(Photo object pointing entries)
++++++++++++++++++++
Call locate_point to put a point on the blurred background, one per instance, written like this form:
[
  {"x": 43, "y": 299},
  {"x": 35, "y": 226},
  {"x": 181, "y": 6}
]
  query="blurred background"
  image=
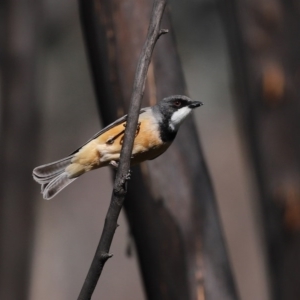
[{"x": 66, "y": 230}]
++++++++++++++++++++
▸ **SHORT EXERCISE**
Rewrite the entries with "blurred background" swapped for "out-of-focus backdrop" everywhere it occurs, keeping everything else unchanged and leaving out the pictures.

▸ **EXERCISE OUTPUT**
Call locate_point to put a point on the out-of-focus backdrop, one per instance, written like this form:
[
  {"x": 43, "y": 299},
  {"x": 35, "y": 226},
  {"x": 181, "y": 6}
]
  query="out-of-focus backdrop"
  image=
[{"x": 66, "y": 230}]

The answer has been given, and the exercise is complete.